**Esercizio 1**
Restituisci senza alcuna modifica il tratto delle voci che va dalla riga contenente "Where can you see the dense" fino alla fine delle voci, entrambi gli estremi inclusi.

**Testo fornito**
════════════════

Religio et Fides | 30 marzo 2025, 07:00

'Trenta monete d’argento', 1912- John Charles Dollman (1851-1934)

Lettura d'arte domenicale a cura di don Paolo Quattrone

'Trenta monete d’argento', 1912- John Charles Dollman (1851-1934)

Non si può non soffermarsi sulla splendida pagina di Luca nella quale Gesù racconta la parabola del padre misericordioso, un capolavoro che ci svela la vera identità di Dio ma allo stesso tempo la nostra. Il genitore rappresenta il Padre celeste che ama sempre anche quando ci allontaniamo e che considera sempre suoi figli. La prima riflessione da compiere è chiederci quale idea abbiamo di Dio, se lo consideriamo un padre del quale fidarci e al quale affidarci o un padrone dal quale fuggire o di cui aver paura. Gesù con questa parabola, insegnandoci la preghiera del Padre nostro, dissipa ogni dubbio. Avendo chiaro quale sia il vero volto di Dio ecco che comprendiamo anche chi siamo noi e ce lo rivelano le parole con le quali si apre la parabola: “Un uomo aveva due figli”.

════════════════

**Materiale fornito**

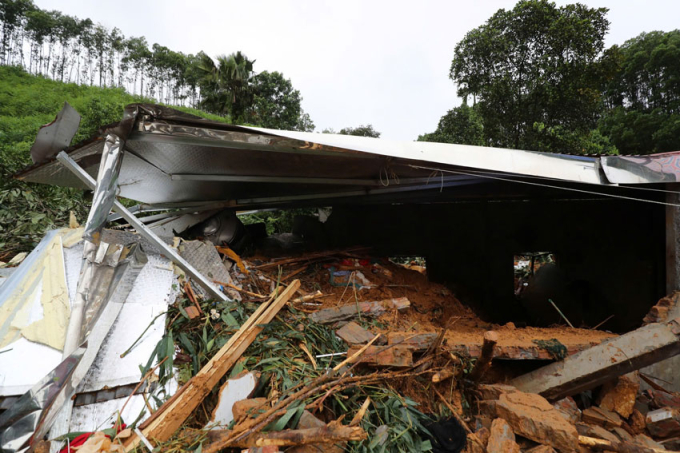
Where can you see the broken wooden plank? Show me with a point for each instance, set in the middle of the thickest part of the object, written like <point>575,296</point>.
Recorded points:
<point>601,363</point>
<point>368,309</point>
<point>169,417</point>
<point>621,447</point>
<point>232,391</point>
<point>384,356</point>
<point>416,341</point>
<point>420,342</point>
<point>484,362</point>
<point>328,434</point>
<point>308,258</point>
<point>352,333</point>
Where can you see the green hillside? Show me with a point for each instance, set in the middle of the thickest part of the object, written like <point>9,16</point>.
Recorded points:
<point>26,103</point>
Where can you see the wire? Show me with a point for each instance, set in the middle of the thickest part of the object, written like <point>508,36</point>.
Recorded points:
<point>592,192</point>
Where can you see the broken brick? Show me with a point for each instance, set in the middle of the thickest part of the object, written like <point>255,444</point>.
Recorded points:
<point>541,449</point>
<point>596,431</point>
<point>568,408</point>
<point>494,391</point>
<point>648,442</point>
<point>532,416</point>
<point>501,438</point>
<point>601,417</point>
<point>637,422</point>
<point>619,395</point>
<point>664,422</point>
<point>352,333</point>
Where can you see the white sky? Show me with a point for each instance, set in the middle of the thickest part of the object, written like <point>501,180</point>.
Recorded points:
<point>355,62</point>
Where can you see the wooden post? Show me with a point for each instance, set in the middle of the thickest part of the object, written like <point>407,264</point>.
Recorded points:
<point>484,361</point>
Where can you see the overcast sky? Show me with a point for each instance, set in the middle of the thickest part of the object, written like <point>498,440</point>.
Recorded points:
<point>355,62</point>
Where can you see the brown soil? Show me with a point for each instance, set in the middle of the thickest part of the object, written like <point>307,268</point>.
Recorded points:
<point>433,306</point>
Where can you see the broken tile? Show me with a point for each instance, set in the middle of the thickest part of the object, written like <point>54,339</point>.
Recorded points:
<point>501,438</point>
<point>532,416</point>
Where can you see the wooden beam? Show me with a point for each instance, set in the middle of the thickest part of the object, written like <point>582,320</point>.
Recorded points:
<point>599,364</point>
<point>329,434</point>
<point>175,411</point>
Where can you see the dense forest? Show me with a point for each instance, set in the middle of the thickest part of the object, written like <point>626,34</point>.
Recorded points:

════════════════

**Esercizio 2**
Elenca, ciascuno una sola volta, tutti gli anni che compaiono nel testo sulla parabola del padre misericordioso.

**Risultato 1**
Where can you see the dense forest? Show me with a point for each instance, set in the middle of the thickest part of the object, written like <point>626,34</point>.
Recorded points:

**Risultato 2**
2025, 1912, 1851, 1934